The records must be repeated exactly and in their entirety.

--- --- ---

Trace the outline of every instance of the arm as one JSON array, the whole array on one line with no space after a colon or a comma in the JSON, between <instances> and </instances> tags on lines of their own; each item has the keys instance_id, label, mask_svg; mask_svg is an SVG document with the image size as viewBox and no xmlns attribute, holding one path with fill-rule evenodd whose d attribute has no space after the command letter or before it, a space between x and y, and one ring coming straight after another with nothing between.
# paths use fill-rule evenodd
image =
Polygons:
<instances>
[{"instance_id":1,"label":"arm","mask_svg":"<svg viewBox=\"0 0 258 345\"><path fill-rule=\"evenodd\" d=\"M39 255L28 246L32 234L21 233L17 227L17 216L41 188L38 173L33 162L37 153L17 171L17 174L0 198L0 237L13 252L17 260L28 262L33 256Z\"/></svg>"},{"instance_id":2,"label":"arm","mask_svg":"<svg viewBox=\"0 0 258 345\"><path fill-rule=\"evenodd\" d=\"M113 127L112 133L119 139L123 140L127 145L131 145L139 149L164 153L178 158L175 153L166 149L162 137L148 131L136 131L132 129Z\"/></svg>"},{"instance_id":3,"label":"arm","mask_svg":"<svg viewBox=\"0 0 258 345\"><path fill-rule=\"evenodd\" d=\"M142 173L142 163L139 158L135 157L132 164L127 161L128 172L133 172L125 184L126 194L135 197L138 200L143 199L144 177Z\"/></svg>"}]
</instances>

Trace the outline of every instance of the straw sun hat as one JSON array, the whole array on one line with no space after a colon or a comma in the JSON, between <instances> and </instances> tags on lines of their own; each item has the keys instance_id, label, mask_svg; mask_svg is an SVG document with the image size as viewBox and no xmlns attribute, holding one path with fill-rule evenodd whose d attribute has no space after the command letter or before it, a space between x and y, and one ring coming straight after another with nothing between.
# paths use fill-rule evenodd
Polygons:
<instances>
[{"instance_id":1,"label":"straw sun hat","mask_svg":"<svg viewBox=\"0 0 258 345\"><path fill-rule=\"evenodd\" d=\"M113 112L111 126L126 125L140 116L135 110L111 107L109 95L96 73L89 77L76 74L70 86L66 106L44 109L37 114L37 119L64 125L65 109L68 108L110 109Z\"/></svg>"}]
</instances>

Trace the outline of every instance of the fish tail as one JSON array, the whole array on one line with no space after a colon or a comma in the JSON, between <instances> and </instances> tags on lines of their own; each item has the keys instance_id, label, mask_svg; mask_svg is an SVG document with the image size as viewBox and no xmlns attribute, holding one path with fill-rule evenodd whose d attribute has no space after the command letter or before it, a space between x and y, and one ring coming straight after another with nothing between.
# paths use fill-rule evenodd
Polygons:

--- --- ---

> EXERCISE RESPONSE
Trace the outline of every instance of the arm as one JSON array, the whole array on one line with no space after a colon or a comma in the JSON, between <instances> and </instances> tags on lines of their own; each item has the keys instance_id, label, mask_svg; mask_svg is an SVG document with the image size as viewBox and no xmlns attribute, holding one path with fill-rule evenodd whose d attribute has no space after the command letter or before it, a space between x and y, and one ring coming straight after another with nothing between.
# paths use fill-rule evenodd
image =
Polygons:
<instances>
[{"instance_id":1,"label":"arm","mask_svg":"<svg viewBox=\"0 0 258 345\"><path fill-rule=\"evenodd\" d=\"M39 255L28 246L32 234L21 233L17 227L17 216L41 188L38 173L33 162L37 153L17 171L17 174L0 198L0 237L13 252L17 260L28 262L33 256Z\"/></svg>"},{"instance_id":2,"label":"arm","mask_svg":"<svg viewBox=\"0 0 258 345\"><path fill-rule=\"evenodd\" d=\"M113 127L112 133L119 139L123 140L127 145L131 145L139 149L164 153L178 158L175 153L166 149L162 137L148 131L136 131L132 129Z\"/></svg>"},{"instance_id":3,"label":"arm","mask_svg":"<svg viewBox=\"0 0 258 345\"><path fill-rule=\"evenodd\" d=\"M142 173L142 163L139 158L135 157L132 164L127 161L128 172L133 172L125 184L126 194L135 197L138 200L143 199L144 177Z\"/></svg>"}]
</instances>

Trace the outline of every instance of the straw sun hat as one JSON array, the whole array on one line with no space after a colon or a comma in the JSON, between <instances> and </instances> tags on lines of their own; each item has the keys instance_id, label, mask_svg; mask_svg is an SVG document with the image size as viewBox and no xmlns attribute, holding one path with fill-rule evenodd whose d attribute has no space after the command letter or before it, a space between x and y, and one ring coming straight after another with nothing between.
# paths use fill-rule evenodd
Polygons:
<instances>
[{"instance_id":1,"label":"straw sun hat","mask_svg":"<svg viewBox=\"0 0 258 345\"><path fill-rule=\"evenodd\" d=\"M113 112L111 126L126 125L140 116L135 110L111 107L109 95L96 73L89 77L76 74L70 86L66 106L44 109L37 114L37 119L64 125L65 109L68 108L110 109Z\"/></svg>"}]
</instances>

Trace the outline of every instance of the fish tail as one JSON array, the whole array on one line with no space after a colon or a comma in the JSON, between <instances> and </instances> tags on lines of their own; each item has the keys instance_id, label, mask_svg; mask_svg is an SVG document with the image size as viewBox and no xmlns attribute, holding one path with fill-rule evenodd whose d attribute has no space after the command letter or before it, a space between x and y, and one ring coming straight after another with nothing between.
# paths use fill-rule evenodd
Polygons:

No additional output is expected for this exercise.